• Assignment
Going line by line through the listing, how many lines hold "wall"? State nothing but the number.

• Records supplied

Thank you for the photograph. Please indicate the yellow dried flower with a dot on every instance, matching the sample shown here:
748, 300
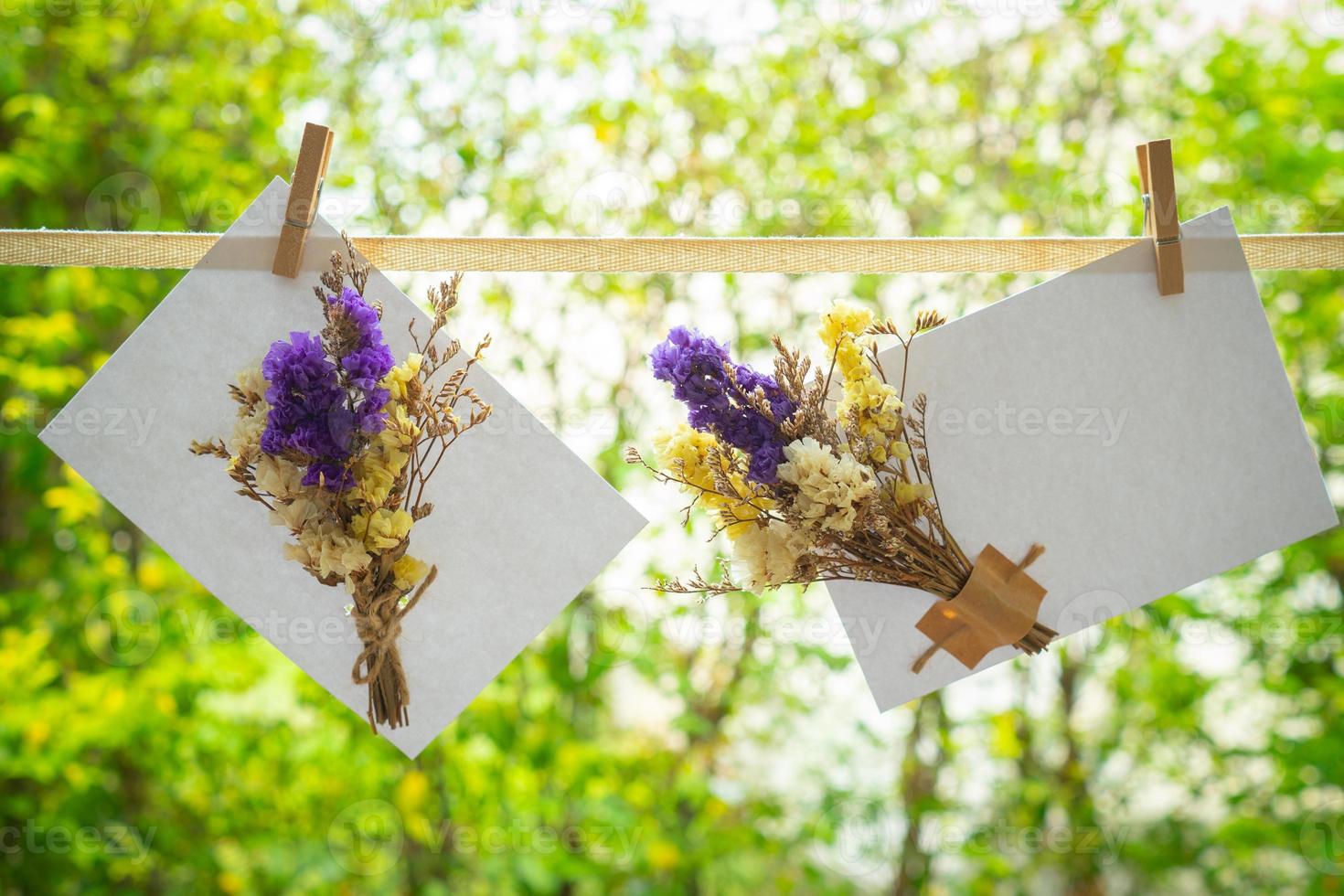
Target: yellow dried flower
382, 528
409, 571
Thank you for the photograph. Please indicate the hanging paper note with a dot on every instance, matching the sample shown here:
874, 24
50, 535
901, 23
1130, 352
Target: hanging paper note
514, 523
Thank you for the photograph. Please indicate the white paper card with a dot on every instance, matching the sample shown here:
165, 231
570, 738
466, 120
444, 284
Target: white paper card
1147, 443
520, 523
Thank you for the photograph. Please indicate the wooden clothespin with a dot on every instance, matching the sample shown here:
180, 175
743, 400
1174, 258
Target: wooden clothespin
1160, 218
304, 192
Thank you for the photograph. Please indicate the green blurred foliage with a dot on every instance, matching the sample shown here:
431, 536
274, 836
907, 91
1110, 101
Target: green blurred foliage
151, 741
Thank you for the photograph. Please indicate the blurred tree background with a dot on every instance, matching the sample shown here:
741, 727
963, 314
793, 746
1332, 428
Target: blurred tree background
151, 741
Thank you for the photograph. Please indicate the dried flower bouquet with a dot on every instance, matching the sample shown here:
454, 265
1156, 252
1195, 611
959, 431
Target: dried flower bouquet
814, 489
337, 441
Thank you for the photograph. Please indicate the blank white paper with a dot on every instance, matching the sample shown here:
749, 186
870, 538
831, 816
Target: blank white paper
1148, 443
520, 523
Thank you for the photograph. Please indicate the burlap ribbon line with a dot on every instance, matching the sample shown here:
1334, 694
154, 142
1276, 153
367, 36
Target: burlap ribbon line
997, 606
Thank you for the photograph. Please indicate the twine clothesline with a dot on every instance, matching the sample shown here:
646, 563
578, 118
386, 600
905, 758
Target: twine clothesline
663, 254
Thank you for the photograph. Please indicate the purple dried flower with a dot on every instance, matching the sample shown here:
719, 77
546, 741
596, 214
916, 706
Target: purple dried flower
695, 364
319, 404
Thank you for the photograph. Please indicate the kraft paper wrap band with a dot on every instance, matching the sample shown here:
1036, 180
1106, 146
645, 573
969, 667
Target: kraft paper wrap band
997, 606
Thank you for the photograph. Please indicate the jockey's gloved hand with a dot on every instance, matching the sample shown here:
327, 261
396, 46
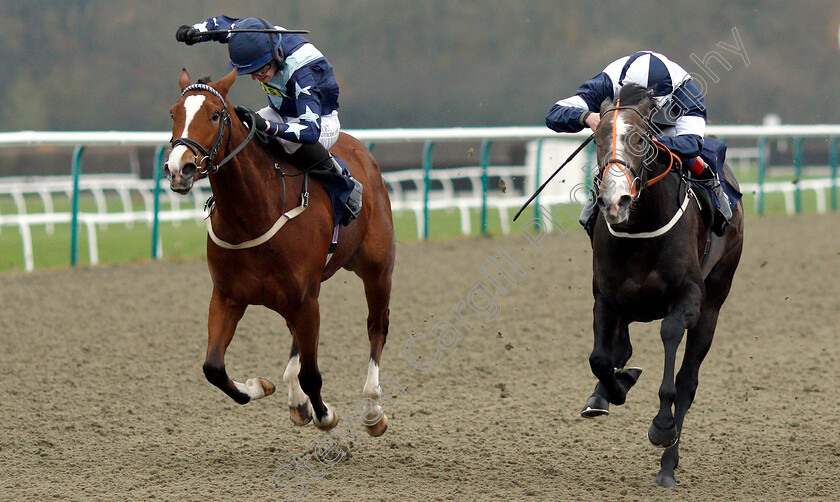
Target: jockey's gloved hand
260, 124
243, 113
187, 34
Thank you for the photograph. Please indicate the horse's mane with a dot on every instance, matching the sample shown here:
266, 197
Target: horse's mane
635, 94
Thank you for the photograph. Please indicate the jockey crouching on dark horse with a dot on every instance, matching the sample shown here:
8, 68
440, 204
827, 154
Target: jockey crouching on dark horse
302, 111
678, 123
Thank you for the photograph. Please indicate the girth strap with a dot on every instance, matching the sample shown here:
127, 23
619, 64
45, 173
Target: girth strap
259, 240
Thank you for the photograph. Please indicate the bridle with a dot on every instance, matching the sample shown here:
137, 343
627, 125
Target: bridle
632, 177
224, 123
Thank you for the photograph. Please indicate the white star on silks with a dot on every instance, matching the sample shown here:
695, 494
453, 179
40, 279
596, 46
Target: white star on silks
295, 128
309, 116
301, 90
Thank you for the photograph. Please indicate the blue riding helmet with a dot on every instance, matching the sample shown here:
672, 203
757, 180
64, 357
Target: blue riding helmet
251, 51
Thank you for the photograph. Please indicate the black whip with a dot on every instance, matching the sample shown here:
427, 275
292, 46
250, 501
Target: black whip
591, 136
249, 30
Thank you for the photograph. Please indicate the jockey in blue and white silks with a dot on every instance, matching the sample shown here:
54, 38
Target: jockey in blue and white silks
302, 90
682, 116
302, 111
680, 121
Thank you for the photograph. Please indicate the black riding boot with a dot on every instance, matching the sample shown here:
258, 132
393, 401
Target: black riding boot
723, 213
316, 156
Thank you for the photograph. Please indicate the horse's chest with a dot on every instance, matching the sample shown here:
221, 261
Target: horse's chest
638, 291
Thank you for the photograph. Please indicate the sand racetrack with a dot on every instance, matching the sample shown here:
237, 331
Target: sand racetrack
103, 396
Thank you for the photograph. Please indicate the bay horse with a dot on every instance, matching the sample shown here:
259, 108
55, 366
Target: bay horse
253, 261
654, 257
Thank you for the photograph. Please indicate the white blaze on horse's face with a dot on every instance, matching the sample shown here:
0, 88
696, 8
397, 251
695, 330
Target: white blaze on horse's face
615, 193
179, 179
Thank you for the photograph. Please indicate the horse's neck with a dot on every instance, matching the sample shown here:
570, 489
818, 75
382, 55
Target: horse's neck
247, 188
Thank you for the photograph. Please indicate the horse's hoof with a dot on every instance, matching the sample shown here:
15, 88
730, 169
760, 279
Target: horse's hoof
268, 387
301, 415
595, 407
664, 438
378, 428
665, 480
327, 425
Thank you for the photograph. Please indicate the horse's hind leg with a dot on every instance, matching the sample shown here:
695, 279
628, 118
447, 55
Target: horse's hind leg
304, 323
377, 280
664, 431
698, 342
611, 352
221, 325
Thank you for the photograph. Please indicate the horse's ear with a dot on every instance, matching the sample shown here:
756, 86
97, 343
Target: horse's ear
227, 81
184, 79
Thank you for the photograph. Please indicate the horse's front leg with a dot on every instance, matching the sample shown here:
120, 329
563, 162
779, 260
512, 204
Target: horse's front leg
664, 431
611, 352
304, 323
698, 343
224, 316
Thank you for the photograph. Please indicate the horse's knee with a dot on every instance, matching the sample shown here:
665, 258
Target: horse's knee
601, 365
672, 328
215, 373
310, 382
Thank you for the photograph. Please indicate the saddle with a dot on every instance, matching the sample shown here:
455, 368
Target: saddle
338, 186
714, 184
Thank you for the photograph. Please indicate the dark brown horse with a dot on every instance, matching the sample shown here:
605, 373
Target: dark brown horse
253, 261
654, 257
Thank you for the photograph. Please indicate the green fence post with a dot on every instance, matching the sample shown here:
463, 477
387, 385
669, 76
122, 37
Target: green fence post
832, 150
76, 168
762, 166
537, 185
485, 150
427, 167
156, 222
797, 165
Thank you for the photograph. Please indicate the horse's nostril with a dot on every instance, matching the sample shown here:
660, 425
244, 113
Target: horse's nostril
188, 170
624, 200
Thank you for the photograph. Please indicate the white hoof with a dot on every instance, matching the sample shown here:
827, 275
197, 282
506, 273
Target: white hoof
301, 415
378, 428
256, 388
330, 419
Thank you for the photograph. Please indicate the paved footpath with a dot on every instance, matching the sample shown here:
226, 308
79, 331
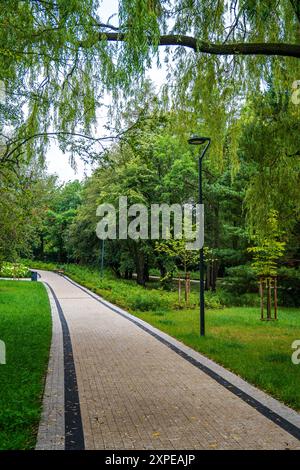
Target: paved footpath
126, 388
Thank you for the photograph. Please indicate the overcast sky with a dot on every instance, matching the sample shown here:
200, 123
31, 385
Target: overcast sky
57, 162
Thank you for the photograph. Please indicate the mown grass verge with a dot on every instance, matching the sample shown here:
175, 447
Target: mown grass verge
260, 352
25, 328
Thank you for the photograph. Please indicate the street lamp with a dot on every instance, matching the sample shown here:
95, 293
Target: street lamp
102, 257
196, 140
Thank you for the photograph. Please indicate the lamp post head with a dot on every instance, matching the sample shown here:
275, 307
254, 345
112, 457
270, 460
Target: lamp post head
197, 140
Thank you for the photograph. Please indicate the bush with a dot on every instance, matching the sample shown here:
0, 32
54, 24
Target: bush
12, 270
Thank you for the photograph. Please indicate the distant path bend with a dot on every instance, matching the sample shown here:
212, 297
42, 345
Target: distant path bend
129, 386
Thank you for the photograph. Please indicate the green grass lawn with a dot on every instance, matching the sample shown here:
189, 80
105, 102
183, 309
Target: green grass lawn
25, 327
235, 337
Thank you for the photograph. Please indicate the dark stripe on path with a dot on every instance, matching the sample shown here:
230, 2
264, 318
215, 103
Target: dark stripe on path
263, 409
74, 438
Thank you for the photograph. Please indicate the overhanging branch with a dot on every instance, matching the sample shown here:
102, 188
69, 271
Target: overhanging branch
268, 49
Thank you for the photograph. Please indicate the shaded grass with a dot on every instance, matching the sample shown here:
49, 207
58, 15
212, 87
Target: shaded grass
260, 352
25, 327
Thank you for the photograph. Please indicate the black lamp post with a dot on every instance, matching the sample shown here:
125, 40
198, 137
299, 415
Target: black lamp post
102, 257
196, 140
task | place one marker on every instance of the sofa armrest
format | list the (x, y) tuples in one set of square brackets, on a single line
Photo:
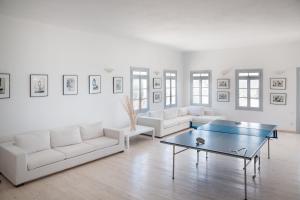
[(13, 162)]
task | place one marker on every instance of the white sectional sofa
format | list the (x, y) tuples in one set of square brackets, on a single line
[(172, 120), (36, 154)]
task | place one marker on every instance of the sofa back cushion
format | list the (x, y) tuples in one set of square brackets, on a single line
[(91, 131), (65, 136), (33, 141), (170, 113)]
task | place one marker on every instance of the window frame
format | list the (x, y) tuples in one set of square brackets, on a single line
[(260, 78), (141, 69), (165, 89), (200, 95)]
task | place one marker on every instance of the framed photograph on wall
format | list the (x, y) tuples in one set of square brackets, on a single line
[(277, 83), (38, 85), (157, 97), (156, 83), (94, 84), (223, 83), (70, 84), (4, 85), (223, 96), (278, 98), (117, 85)]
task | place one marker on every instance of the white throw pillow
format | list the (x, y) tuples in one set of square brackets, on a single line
[(91, 131), (196, 111), (170, 113), (33, 141), (65, 136)]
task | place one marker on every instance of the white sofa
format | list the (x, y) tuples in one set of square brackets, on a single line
[(36, 154), (172, 120)]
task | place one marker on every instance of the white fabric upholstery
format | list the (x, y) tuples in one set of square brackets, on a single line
[(65, 136), (170, 113), (42, 158), (102, 142), (33, 141), (90, 131), (75, 149)]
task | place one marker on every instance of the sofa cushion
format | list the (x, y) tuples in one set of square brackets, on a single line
[(42, 158), (170, 123), (65, 136), (33, 141), (102, 142), (170, 113), (75, 149), (90, 131)]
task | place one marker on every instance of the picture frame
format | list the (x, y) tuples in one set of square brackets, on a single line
[(156, 83), (117, 85), (157, 97), (223, 83), (94, 84), (38, 85), (278, 98), (4, 85), (70, 84), (277, 83), (223, 96)]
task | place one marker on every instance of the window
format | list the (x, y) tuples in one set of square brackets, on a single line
[(140, 89), (201, 88), (249, 89), (170, 88)]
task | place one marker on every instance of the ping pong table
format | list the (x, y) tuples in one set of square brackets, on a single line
[(242, 140)]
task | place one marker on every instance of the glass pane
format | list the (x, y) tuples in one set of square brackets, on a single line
[(136, 94), (205, 91), (243, 93), (136, 84), (254, 93), (196, 91), (204, 99), (196, 99), (254, 83), (243, 102), (204, 83), (254, 103), (243, 84)]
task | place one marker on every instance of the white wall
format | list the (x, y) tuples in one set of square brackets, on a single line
[(271, 59), (27, 47)]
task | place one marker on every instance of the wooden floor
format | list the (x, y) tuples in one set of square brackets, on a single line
[(144, 172)]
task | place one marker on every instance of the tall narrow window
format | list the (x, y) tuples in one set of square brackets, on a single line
[(249, 89), (140, 89), (201, 88), (170, 88)]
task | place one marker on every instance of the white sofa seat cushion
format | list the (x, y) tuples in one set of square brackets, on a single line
[(170, 123), (90, 131), (65, 136), (75, 149), (33, 141), (102, 142), (42, 158)]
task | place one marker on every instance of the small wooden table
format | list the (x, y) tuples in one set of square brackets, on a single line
[(139, 130)]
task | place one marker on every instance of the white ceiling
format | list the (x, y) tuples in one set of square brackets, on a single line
[(185, 24)]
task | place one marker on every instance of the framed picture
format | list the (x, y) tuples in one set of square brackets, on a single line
[(38, 85), (223, 83), (4, 85), (223, 96), (157, 97), (277, 83), (156, 83), (94, 84), (117, 85), (278, 98), (70, 84)]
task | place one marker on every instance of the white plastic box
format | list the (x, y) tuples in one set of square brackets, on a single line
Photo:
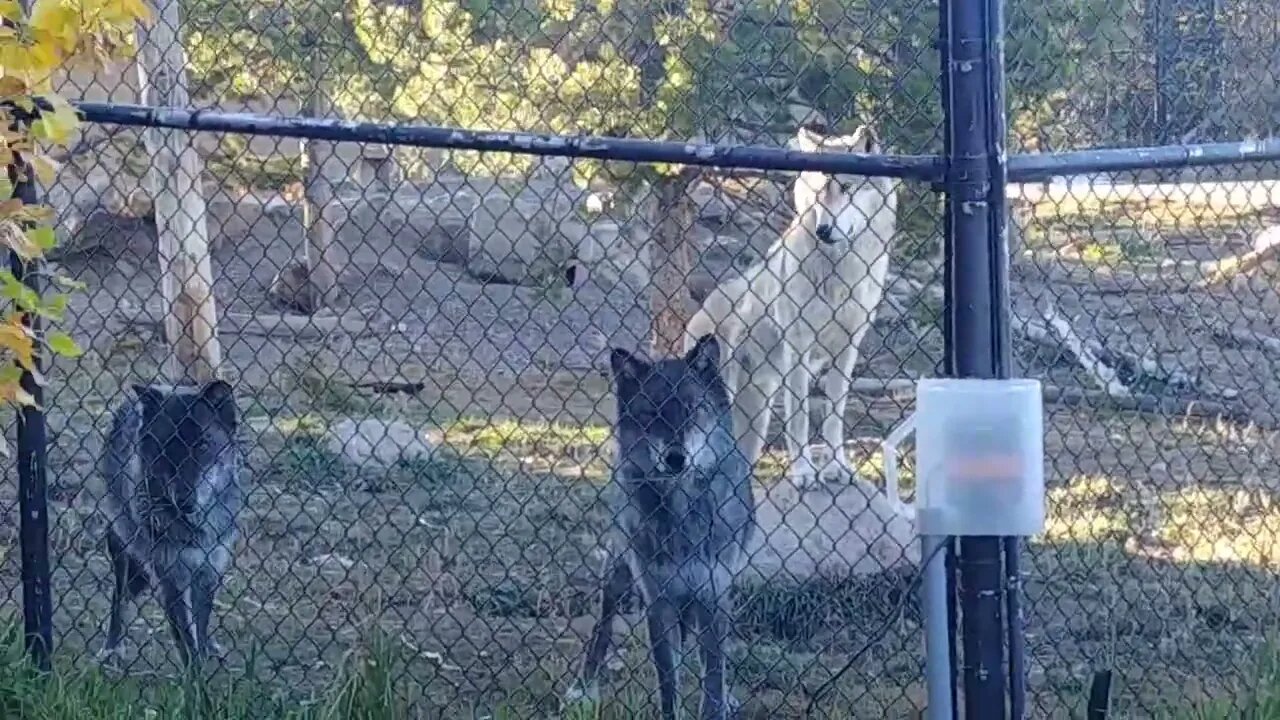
[(979, 447)]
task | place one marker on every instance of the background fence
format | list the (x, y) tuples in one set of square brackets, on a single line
[(428, 425)]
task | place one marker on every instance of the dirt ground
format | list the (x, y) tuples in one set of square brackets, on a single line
[(478, 568)]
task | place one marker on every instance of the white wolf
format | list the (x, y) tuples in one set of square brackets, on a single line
[(808, 304)]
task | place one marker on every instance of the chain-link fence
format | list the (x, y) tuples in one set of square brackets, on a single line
[(420, 333)]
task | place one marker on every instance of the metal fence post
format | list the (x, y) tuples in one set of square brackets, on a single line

• Expected output
2